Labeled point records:
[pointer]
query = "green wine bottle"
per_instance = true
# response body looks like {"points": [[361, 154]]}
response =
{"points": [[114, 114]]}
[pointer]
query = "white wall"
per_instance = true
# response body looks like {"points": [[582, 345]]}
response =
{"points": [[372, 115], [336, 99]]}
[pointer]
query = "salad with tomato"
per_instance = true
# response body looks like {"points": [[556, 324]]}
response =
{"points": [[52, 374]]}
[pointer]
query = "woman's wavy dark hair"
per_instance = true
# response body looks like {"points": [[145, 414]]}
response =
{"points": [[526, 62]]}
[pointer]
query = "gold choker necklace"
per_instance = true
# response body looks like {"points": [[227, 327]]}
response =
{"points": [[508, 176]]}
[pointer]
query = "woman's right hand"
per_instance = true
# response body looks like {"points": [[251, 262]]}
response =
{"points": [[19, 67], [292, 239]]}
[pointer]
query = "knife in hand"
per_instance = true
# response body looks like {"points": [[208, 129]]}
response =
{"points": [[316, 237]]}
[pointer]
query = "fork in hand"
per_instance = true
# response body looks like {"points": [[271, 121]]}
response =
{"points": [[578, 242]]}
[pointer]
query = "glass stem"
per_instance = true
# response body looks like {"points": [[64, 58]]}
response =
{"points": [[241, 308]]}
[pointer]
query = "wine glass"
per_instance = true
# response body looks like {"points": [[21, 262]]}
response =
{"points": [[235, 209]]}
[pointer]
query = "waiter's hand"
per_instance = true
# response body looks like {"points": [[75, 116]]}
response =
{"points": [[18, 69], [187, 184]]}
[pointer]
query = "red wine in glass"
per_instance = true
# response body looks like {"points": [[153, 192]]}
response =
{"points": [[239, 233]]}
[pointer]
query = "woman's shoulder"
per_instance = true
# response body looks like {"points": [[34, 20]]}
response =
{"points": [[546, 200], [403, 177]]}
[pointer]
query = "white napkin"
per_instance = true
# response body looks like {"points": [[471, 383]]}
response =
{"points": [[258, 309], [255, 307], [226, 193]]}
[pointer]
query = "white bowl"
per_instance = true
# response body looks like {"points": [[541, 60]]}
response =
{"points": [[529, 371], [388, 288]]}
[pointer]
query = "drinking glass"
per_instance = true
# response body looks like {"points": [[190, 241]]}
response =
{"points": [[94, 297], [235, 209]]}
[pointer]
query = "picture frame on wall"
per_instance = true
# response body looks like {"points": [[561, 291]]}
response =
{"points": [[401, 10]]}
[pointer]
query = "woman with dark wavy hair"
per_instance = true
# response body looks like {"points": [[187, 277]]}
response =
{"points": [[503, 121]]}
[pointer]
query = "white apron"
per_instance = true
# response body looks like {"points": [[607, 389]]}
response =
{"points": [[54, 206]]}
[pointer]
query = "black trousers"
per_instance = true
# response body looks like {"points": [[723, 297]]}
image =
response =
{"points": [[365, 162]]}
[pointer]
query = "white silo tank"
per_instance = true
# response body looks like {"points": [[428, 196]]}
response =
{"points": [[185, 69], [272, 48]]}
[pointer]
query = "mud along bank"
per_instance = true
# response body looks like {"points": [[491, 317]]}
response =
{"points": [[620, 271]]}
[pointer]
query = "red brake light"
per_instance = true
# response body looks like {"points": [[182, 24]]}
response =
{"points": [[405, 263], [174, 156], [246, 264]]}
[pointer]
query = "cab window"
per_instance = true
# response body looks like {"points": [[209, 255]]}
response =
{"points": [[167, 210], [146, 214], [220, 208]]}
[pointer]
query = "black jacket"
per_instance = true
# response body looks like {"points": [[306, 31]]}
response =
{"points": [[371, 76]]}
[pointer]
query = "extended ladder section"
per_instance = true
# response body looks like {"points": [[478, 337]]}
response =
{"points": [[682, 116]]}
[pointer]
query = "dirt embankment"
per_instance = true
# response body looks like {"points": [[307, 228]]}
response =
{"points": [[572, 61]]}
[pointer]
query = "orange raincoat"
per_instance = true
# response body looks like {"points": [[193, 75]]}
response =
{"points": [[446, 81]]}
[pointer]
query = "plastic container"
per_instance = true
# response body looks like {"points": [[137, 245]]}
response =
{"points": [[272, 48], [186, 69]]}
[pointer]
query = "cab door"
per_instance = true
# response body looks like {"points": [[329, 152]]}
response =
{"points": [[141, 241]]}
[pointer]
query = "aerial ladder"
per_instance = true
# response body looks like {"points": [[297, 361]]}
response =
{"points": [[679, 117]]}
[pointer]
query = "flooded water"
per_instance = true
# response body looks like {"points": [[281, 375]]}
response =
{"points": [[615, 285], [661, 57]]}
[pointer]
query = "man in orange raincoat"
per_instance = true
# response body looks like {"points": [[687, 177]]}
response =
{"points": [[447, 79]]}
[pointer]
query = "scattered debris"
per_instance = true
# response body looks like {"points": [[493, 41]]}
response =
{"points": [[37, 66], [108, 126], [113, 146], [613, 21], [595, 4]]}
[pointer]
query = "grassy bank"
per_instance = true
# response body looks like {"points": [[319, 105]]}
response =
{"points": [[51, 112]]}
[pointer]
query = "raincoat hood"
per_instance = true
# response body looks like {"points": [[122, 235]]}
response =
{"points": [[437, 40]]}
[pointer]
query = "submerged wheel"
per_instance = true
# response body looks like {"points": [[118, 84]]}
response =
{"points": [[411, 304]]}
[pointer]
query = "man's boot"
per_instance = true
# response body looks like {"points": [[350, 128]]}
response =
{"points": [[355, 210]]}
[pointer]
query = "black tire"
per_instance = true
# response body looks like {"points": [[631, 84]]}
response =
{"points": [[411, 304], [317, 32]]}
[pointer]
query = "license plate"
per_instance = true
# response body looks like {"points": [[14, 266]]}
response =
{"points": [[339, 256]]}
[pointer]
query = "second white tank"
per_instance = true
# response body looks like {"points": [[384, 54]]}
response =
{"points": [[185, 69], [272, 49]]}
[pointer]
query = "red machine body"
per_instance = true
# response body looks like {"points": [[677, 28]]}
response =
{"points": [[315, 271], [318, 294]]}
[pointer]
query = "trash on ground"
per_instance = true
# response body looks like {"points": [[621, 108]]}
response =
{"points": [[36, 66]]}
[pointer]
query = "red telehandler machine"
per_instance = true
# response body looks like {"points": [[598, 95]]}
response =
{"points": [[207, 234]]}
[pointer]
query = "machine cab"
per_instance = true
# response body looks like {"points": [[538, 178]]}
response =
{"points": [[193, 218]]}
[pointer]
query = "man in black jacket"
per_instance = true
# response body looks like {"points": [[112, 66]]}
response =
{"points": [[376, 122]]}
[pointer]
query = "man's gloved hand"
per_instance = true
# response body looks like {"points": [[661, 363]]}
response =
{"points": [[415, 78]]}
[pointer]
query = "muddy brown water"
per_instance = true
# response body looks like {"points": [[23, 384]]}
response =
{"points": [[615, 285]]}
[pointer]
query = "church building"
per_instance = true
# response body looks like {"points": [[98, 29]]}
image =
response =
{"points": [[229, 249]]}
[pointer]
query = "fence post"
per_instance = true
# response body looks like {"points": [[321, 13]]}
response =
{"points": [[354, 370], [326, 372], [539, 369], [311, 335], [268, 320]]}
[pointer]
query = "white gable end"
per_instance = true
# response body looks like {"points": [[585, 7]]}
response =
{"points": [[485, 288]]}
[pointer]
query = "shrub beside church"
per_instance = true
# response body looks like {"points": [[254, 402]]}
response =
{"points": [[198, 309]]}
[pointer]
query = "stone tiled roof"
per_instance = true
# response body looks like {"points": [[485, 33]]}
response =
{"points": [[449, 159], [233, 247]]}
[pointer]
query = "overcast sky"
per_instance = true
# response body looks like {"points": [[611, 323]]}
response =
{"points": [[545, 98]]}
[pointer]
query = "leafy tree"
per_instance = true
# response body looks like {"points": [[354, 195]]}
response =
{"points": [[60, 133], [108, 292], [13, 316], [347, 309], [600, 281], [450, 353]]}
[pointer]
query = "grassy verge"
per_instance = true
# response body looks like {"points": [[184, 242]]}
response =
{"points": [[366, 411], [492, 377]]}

» **Task requirements**: Count the lines in the items above that contain the string "woman", and give only that number.

» **Response to the task**: 4